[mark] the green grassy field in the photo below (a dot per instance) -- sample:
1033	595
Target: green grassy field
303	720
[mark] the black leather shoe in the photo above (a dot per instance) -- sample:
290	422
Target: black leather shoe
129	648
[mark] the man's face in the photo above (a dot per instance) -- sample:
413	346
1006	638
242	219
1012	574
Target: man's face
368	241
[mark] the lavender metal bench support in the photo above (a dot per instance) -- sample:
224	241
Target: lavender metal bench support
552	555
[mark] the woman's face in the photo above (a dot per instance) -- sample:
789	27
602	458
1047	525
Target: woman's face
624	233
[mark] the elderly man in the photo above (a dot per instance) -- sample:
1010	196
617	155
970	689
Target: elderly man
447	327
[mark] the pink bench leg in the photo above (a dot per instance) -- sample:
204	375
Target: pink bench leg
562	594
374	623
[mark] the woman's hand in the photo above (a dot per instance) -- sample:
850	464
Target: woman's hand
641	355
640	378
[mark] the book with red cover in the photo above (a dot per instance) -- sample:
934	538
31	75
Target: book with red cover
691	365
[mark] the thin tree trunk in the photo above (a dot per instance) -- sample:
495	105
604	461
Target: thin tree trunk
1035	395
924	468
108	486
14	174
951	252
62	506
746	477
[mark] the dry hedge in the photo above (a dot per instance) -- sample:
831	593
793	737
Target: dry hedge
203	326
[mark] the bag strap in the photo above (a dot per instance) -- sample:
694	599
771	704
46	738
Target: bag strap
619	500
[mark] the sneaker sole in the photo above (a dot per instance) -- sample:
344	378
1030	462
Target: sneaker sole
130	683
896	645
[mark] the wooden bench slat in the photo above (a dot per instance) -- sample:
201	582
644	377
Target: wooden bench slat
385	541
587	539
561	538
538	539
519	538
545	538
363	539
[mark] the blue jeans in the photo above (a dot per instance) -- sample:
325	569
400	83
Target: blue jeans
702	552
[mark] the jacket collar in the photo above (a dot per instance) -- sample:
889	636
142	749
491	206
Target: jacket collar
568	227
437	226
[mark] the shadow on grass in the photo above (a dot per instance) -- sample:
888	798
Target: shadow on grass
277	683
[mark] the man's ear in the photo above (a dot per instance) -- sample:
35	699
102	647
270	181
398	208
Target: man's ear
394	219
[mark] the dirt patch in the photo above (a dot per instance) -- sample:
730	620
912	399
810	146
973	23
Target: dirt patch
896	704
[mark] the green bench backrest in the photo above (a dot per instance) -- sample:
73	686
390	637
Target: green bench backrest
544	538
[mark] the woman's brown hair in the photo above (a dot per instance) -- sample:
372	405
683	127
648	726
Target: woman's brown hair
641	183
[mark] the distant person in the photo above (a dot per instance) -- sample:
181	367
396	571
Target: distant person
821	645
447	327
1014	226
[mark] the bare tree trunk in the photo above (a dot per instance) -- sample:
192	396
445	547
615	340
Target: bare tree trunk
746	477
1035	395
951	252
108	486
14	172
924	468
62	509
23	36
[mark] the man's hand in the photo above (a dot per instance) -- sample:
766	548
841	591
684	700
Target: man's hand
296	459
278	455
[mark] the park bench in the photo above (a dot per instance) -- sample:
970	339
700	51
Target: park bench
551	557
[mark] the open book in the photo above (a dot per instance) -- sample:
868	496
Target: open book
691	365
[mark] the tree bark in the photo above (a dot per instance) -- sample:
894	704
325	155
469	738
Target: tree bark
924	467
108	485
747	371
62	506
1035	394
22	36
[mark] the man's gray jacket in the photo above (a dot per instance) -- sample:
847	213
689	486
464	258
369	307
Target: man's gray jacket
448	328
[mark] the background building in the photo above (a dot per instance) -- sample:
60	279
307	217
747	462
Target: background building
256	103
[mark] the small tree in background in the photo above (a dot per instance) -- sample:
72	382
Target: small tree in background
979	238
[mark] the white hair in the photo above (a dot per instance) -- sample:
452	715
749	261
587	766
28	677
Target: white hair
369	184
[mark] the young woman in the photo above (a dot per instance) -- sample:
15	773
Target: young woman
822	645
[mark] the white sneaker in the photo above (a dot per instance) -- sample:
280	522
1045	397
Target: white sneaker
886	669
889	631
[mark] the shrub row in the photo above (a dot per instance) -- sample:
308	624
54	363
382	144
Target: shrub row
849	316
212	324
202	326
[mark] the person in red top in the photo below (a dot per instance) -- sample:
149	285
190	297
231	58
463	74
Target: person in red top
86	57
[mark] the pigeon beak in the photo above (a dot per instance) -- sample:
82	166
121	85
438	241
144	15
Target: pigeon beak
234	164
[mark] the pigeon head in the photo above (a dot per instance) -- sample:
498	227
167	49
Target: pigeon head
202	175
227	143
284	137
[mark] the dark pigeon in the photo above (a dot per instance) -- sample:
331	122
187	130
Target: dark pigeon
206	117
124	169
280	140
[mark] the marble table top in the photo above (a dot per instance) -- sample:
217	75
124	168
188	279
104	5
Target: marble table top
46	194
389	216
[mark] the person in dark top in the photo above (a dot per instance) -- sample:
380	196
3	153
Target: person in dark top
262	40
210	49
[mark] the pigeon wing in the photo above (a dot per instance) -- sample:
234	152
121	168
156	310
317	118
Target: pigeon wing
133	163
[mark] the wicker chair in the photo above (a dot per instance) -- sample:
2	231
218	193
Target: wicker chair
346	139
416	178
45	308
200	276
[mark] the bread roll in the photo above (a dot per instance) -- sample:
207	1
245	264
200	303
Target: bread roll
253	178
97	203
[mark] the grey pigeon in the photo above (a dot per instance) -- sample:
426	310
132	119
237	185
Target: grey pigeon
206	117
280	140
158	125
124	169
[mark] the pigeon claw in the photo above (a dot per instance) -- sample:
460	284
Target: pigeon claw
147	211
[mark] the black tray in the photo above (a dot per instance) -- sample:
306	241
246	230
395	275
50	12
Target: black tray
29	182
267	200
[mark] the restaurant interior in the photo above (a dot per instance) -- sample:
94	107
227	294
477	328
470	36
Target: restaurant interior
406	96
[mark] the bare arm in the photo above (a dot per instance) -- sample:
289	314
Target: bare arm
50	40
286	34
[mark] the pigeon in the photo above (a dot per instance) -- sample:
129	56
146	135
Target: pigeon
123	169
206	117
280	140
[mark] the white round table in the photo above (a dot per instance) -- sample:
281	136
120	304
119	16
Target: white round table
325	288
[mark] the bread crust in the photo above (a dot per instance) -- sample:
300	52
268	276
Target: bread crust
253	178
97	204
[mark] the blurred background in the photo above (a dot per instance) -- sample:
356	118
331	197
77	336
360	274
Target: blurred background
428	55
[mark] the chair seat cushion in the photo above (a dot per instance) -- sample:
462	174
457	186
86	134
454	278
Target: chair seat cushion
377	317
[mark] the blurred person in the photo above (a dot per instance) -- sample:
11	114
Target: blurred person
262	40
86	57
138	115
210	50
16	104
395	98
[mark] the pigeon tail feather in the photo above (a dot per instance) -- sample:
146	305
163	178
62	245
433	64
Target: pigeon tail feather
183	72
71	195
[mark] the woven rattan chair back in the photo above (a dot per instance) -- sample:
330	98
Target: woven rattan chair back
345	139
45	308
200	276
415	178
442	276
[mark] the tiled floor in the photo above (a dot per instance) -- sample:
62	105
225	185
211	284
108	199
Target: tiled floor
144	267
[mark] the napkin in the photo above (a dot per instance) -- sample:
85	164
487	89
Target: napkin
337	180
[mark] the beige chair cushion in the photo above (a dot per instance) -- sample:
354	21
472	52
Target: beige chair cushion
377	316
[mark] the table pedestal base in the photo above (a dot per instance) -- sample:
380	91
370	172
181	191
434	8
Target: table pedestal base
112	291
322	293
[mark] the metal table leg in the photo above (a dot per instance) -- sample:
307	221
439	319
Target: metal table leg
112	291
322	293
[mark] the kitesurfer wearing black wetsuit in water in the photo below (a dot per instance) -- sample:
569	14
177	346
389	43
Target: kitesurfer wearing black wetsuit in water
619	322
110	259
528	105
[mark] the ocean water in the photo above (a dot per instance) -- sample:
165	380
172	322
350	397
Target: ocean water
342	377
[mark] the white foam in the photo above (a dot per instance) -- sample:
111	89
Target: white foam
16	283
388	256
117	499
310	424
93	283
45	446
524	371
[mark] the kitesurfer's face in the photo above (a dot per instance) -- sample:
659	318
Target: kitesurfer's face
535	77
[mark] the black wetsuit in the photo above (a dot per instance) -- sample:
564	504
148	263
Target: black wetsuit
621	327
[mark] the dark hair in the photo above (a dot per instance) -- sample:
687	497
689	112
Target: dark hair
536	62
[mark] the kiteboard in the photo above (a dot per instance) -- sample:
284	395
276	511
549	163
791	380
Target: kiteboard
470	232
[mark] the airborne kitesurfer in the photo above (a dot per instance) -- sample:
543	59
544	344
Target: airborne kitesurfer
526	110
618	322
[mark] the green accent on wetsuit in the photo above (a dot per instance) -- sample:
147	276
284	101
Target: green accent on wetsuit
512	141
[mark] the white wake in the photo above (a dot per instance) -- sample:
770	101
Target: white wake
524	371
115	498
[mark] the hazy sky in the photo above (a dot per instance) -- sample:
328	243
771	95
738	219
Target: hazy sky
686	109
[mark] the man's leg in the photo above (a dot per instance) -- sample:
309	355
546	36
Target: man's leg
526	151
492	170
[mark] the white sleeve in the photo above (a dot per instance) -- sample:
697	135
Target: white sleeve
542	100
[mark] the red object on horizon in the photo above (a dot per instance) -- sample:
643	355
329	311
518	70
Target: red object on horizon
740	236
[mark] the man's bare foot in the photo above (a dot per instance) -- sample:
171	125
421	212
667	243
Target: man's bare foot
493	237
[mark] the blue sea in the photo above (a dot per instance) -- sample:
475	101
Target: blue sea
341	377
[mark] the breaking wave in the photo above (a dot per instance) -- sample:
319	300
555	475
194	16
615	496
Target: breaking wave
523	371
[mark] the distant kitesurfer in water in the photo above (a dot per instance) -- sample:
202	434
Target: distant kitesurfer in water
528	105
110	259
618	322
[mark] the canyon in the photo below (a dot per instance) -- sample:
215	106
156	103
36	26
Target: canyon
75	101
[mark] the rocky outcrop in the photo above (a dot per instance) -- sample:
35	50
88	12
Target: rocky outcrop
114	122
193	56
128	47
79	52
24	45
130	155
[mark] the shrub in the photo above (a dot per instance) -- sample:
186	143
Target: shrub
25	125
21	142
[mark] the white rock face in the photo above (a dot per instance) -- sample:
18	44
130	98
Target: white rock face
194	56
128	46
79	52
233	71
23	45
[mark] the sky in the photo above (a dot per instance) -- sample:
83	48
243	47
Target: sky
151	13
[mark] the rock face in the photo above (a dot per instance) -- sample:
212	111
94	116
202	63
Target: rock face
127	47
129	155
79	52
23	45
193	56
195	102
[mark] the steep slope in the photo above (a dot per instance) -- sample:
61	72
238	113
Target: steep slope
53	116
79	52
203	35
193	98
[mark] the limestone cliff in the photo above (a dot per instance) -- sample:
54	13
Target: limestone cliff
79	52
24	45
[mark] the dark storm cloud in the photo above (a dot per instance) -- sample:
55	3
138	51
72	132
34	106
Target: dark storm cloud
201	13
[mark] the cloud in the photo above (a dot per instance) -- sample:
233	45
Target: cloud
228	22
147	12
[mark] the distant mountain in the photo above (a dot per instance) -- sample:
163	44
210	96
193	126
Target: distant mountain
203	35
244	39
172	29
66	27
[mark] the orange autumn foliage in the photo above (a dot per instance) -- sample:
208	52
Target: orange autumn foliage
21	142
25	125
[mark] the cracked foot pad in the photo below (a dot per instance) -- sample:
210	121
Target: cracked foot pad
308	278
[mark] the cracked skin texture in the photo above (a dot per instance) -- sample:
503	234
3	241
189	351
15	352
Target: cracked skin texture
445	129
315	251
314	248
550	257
+++
SET TASK:
Starting with the line that contains "[mark] the cloud", output every line through the end of the listing above, unchanged.

EXPECTED ANSWER:
[mark] the cloud in the photo above (a dot per instance) -- sample:
233	45
Target: cloud
228	22
147	12
[mark] the distant mountain in the photo above (a dot per instance) -- sample:
163	44
210	96
193	126
Target: distant mountain
203	35
244	39
172	29
66	27
[mark] the orange autumn foliage in the photo above (a dot per instance) -- sample:
208	52
Target: orange autumn foliage
21	142
25	125
[mark] the cracked foot pad in the photo below (a dot per instance) -- sample:
210	121
Target: cracked foot pad
308	278
[mark] the cracked skin texture in the photo above (a dot per instance) -- sample:
503	234
3	241
189	351
15	352
Target: cracked skin texture
445	129
315	251
314	248
550	257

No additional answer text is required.